WHAT IS REQUIRED:
Your task is to copy the lines of the data below from the line holding "Could you tag the bicycle wheel" through the line holding "Target — ceiling light fixture", inclusive, exactly and with nothing added.

Dataset records:
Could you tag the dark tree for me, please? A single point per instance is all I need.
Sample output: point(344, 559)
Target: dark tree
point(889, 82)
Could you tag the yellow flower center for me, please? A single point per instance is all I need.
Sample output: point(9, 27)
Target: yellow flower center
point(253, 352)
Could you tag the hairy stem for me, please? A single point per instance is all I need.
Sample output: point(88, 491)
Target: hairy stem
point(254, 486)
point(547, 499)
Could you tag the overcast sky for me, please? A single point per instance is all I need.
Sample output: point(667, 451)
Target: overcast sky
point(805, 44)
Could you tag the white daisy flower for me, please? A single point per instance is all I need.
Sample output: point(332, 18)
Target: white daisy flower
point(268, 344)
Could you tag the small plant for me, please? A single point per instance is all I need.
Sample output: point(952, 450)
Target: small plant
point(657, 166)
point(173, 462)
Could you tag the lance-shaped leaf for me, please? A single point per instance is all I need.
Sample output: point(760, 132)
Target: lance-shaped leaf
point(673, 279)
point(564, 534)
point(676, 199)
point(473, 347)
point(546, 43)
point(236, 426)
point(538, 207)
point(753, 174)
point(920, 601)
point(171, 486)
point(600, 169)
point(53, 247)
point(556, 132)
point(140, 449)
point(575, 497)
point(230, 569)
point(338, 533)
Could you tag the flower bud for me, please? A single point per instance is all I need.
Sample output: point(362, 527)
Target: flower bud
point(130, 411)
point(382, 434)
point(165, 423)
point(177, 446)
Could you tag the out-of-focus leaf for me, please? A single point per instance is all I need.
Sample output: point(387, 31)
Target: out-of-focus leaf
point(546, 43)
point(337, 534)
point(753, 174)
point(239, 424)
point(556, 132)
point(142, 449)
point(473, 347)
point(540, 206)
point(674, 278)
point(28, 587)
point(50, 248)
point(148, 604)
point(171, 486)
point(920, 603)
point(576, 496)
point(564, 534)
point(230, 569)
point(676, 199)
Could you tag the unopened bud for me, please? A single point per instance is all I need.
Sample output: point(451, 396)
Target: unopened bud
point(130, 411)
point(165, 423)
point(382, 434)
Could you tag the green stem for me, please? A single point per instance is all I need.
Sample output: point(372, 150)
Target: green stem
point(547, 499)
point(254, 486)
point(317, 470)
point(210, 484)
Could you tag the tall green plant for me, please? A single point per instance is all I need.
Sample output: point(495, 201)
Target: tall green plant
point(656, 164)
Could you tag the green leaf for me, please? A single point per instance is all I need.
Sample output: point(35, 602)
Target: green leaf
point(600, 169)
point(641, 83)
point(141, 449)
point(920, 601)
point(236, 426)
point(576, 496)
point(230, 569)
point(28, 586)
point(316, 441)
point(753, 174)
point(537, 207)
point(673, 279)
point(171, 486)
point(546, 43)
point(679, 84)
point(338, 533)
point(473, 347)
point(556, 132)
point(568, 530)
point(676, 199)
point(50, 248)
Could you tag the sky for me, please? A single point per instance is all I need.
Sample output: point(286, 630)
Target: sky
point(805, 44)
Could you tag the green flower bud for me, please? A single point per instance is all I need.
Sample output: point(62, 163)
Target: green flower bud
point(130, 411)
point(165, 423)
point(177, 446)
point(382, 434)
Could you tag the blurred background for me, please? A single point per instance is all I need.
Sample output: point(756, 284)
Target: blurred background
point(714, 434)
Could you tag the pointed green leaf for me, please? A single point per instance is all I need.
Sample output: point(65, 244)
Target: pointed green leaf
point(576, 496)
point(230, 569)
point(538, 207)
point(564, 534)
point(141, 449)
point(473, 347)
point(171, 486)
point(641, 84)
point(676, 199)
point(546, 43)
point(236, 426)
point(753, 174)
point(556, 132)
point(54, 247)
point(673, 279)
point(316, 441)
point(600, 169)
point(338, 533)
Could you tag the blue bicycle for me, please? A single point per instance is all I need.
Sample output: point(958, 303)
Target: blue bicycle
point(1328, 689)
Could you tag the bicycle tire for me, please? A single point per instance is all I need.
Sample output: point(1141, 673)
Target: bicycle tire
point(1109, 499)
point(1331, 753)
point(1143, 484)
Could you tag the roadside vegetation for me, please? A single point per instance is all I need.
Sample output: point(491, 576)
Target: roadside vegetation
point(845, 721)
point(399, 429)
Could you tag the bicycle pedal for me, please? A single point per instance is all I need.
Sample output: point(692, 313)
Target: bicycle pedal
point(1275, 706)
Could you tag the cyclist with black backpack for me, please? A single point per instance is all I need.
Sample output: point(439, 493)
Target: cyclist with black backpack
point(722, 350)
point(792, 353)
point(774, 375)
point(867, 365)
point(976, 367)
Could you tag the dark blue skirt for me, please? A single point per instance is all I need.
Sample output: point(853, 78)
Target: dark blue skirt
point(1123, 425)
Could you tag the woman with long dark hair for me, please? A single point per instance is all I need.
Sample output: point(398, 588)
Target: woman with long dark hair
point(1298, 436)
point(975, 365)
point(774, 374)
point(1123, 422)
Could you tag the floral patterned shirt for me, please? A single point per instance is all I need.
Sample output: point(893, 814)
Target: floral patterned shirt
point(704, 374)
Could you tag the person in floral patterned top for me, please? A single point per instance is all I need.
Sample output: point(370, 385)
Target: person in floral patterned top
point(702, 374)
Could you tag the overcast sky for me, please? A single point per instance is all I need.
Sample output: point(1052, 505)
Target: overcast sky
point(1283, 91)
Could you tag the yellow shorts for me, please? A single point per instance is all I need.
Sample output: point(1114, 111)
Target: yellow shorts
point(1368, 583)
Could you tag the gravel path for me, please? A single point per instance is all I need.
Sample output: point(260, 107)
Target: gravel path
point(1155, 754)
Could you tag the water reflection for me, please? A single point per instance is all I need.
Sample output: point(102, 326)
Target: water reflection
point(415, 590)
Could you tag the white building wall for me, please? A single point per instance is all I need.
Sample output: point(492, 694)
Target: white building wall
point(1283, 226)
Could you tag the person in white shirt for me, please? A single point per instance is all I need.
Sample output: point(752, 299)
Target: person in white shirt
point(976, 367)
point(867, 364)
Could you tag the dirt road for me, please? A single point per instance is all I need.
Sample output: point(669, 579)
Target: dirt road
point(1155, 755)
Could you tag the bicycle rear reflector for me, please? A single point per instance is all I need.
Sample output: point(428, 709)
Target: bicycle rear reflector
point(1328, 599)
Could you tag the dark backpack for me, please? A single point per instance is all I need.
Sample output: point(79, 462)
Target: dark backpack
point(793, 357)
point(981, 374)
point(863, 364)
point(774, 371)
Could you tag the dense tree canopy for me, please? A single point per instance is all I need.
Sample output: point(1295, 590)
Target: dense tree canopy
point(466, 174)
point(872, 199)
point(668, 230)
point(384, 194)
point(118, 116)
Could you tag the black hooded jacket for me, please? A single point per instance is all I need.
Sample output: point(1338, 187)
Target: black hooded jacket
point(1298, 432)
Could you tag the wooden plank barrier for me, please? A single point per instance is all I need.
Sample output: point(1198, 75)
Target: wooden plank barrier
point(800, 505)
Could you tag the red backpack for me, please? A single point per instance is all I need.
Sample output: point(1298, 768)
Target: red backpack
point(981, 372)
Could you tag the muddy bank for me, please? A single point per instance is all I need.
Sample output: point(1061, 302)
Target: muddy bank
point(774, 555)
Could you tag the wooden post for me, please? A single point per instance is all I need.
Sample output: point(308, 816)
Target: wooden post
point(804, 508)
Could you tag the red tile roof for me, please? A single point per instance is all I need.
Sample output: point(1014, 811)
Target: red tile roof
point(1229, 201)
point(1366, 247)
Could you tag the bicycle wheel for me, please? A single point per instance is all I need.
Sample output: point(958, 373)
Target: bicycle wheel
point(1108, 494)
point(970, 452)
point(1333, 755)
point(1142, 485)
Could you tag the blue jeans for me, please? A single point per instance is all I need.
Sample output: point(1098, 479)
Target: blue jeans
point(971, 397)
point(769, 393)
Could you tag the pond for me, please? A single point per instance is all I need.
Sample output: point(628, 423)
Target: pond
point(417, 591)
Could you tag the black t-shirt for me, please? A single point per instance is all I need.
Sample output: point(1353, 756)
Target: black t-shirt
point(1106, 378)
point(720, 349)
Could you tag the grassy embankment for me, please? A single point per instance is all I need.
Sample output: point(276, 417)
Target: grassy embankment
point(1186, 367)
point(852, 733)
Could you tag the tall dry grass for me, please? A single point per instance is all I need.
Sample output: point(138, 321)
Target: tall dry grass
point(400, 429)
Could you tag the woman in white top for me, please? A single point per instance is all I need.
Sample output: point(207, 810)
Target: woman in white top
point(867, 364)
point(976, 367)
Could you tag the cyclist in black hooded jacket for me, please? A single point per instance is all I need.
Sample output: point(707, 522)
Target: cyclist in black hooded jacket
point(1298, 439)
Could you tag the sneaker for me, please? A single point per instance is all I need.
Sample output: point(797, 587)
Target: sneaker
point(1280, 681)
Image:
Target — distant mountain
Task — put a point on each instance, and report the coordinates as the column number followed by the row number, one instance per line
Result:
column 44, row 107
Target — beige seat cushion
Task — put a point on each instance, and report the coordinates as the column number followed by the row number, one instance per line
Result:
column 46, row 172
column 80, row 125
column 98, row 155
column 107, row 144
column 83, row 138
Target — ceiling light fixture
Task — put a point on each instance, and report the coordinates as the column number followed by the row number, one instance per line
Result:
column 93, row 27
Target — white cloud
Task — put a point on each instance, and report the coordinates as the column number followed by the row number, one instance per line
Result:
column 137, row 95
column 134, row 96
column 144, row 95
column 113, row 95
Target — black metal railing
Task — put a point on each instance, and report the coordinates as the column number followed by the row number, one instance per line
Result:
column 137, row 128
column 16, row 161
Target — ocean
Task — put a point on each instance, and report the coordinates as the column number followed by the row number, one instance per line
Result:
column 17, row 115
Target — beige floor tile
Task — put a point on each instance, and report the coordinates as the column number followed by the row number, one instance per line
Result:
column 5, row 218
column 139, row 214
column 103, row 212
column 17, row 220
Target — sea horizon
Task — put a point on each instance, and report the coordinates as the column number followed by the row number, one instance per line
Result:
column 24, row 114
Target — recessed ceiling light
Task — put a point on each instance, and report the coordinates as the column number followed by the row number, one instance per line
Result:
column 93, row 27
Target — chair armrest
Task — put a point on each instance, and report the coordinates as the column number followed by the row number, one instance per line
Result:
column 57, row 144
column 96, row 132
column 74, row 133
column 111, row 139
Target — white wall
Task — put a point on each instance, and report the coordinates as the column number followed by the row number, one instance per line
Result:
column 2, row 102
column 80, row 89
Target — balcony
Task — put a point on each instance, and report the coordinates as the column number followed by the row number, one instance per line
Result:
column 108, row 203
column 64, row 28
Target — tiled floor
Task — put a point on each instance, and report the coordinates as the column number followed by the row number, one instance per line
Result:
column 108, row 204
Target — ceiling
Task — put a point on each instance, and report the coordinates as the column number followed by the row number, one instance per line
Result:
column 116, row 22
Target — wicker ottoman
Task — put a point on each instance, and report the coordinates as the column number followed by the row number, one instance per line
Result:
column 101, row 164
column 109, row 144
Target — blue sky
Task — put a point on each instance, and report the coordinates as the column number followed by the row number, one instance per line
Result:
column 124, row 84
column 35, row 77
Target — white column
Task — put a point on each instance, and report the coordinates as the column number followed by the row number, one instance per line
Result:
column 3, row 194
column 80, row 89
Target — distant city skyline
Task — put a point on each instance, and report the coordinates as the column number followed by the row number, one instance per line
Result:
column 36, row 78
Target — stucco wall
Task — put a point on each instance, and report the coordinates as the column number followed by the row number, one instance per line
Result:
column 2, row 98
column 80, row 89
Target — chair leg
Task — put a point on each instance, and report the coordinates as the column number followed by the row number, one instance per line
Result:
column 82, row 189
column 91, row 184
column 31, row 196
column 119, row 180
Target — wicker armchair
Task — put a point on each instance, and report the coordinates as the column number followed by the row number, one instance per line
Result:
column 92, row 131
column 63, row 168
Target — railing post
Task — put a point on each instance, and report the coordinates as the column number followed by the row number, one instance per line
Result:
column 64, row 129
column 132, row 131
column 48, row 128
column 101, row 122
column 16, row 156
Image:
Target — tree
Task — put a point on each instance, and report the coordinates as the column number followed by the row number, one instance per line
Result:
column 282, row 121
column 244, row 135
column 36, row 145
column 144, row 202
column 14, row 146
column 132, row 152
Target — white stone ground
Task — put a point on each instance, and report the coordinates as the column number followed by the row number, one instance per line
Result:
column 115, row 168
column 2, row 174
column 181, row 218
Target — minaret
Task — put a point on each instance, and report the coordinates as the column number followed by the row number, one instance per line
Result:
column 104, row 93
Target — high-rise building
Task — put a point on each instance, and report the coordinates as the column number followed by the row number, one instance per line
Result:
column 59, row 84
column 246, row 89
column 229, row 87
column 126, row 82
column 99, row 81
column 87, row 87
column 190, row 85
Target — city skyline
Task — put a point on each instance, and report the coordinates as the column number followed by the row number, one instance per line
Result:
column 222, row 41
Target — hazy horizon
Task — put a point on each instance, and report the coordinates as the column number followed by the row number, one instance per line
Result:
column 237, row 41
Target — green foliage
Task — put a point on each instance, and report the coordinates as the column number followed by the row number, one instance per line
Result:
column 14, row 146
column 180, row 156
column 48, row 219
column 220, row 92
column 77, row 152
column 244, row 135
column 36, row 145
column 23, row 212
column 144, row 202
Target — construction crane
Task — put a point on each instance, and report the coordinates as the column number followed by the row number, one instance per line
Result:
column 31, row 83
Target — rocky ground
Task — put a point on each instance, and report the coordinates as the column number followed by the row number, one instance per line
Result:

SOLUTION FOR THIS TASK:
Could you tag the bicycle wheel for me, please? A single point per instance is all I need.
Sample output: point(958, 373)
Target: bicycle wheel
point(1108, 494)
point(970, 452)
point(1333, 755)
point(1142, 485)
Could you tag the blue jeans for me, please? A single point per instance is all I need.
Sample output: point(1098, 479)
Target: blue jeans
point(971, 397)
point(769, 393)
Could you tag the pond for me, please? A single point per instance is all I need.
Sample output: point(628, 423)
Target: pond
point(417, 591)
Could you tag the black t-shirt for me, please? A single point per instance is all I need.
Sample output: point(1353, 756)
Target: black t-shirt
point(1106, 378)
point(720, 349)
Could you tag the grassy embankment for me, please? A single point per instance is all I need.
Sample output: point(276, 417)
Target: grassy embankment
point(1186, 367)
point(852, 733)
Could you tag the tall dry grass for me, please? A single point per instance is all I need.
Sample output: point(138, 321)
Target: tall dry grass
point(400, 429)
Could you tag the woman in white top for me, please? A single point per instance is all I need.
Sample output: point(207, 810)
Target: woman in white top
point(867, 364)
point(976, 367)
Could you tag the cyclist in black hooded jacket for me, please? A single point per instance is all I need.
Sample output: point(707, 522)
Target: cyclist in black hooded jacket
point(1298, 439)
Could you tag the sneaker for me, please? A single point per instance is all I need.
Sample output: point(797, 587)
Target: sneaker
point(1280, 681)
Image:
Target — distant mountain
Task — put a point on each instance, and report the coordinates as the column number followed by the row number, one instance per line
Result:
column 44, row 107
Target — beige seat cushion
Task — put a point on each instance, and report the coordinates as the column number followed by the row number, one instance per line
Result:
column 46, row 172
column 80, row 125
column 98, row 155
column 107, row 144
column 83, row 138
Target — ceiling light fixture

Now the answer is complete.